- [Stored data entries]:
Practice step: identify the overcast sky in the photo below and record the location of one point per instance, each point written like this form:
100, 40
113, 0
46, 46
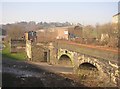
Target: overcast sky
74, 12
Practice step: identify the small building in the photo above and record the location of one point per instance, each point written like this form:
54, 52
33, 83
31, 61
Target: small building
62, 33
31, 35
17, 45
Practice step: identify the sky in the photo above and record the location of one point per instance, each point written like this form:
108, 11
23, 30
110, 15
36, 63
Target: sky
86, 13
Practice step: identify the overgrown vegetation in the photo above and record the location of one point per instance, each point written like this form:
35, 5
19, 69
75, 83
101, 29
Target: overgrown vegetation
16, 56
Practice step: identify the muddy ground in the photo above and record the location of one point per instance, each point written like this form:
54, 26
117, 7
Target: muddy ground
23, 74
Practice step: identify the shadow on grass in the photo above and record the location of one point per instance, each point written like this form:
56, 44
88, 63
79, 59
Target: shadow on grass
48, 79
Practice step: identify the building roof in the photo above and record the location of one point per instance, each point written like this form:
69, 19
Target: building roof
116, 14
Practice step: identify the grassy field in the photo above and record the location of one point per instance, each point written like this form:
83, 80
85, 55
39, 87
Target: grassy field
16, 56
102, 54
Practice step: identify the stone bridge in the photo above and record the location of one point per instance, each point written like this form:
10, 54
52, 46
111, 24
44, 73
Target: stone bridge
105, 62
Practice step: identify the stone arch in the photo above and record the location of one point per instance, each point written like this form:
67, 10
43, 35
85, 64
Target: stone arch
65, 58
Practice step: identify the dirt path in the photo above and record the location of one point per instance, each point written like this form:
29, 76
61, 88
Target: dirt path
24, 74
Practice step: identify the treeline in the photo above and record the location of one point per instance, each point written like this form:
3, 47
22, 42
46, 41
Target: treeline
17, 30
103, 35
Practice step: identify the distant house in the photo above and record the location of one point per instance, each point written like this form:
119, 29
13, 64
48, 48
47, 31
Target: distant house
62, 33
116, 18
31, 35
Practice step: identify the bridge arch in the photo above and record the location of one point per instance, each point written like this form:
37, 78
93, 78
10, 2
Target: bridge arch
65, 59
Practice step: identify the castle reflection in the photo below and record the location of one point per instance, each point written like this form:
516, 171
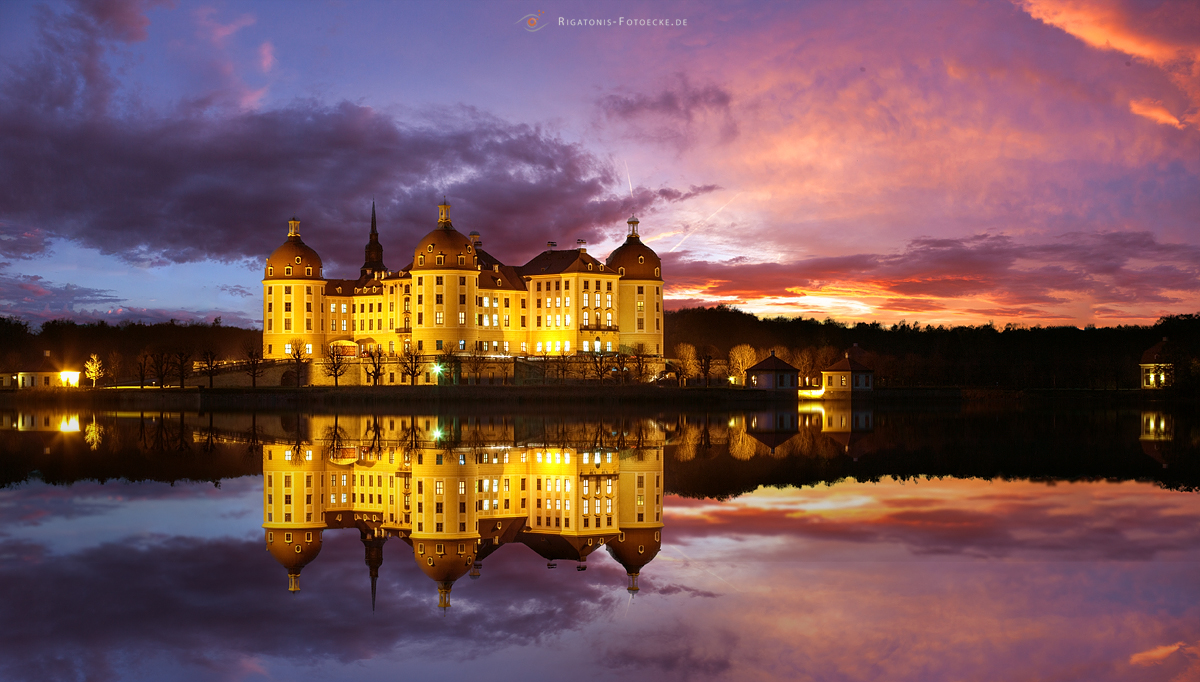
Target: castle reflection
457, 490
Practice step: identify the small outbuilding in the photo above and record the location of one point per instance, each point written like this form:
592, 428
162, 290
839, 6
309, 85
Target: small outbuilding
48, 375
773, 374
1157, 370
847, 376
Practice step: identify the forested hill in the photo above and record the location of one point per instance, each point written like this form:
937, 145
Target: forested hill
984, 356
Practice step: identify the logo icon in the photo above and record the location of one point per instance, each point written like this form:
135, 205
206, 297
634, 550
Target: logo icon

- [Work item]: Except for the pictures, print the data above exactly.

- [Answer for the task]:
Practice step: identify the overcast sky in the photo below and record the location of one point per instance, each point written like this form:
100, 40
113, 0
46, 46
Target: overcast sky
74, 12
Practice step: identify the small building in the photo above and record the location of one point per instance, each point written like this form:
54, 52
33, 83
31, 61
Target: small building
62, 33
31, 35
17, 45
Practice step: identify the sky in the photo above and record the location of one point per instance, each point written like this form:
108, 11
23, 30
110, 15
36, 63
Target: sky
86, 13
Practice step: identify the overgrown vegetation in the photo above and record the location of one point per instance, each point written like this form:
35, 5
19, 69
75, 83
101, 29
Target: overgrown vegetation
16, 56
Practice step: identify the muddy ground in the photo above and record the location of one point per instance, each point written like this form:
54, 26
117, 7
Target: muddy ground
23, 74
Practice step: identify the shadow on grass in the photo above and record the location of one point per instance, each point written like this form:
56, 44
88, 63
79, 59
Target: shadow on grass
48, 79
Practice step: identify the building roof in the photo above and record the location of one point per instance, each point written like this form:
69, 19
Target: building roof
116, 14
Practice step: identify the grassy field in the photo above and record the location of one point per instance, each point written like this form:
83, 80
85, 55
39, 87
Target: grassy field
16, 56
102, 54
Practice step: identify the stone bridge in the photo above and record the location of one point per instance, each point written like this form:
10, 54
52, 46
111, 24
44, 73
Target: stone bridge
105, 62
Practice step: identify the stone arch in the photo above and record the location of one point per instance, each point written like this form:
67, 10
43, 35
85, 64
Target: stone arch
65, 58
Practice step: identify the dirt path in the photo above and record the location of one point per instance, each point written like this form:
29, 76
61, 88
Target: dirt path
24, 74
Practice step: identify the treeline in the photo above and record the location of one point per instance, each point written like this form:
3, 47
22, 42
46, 41
Target: treeline
17, 30
103, 35
Practice step: identify the distant house in the photo above and record the location of one point per instance, each point written like this form:
119, 29
13, 64
48, 48
47, 31
Target: distant house
62, 33
116, 18
31, 35
Practice step: identify the bridge arch in the photo above and record the location of one point per instance, each point written like this form:
37, 78
93, 78
10, 2
Target: bridge arch
65, 59
Practice step: identify the castle reflection in the photo below and record the location of one point per instance, each point written like this form:
516, 171
Target: castle reflection
457, 490
Practice step: identify the small outbuilding in the photo above and record the location of one point per instance, each point written like this form:
592, 428
162, 290
839, 6
309, 85
Target: small outbuilding
48, 375
773, 374
1157, 370
847, 376
Practice step: identify the forested hill in the photo above and record the location of one point per instance, each point written like this form:
937, 145
Target: forested hill
984, 356
Practice step: identify the logo icon in the photo above and record the location of one point per instance, each point written like this form:
135, 205
206, 297
634, 550
Target: logo icon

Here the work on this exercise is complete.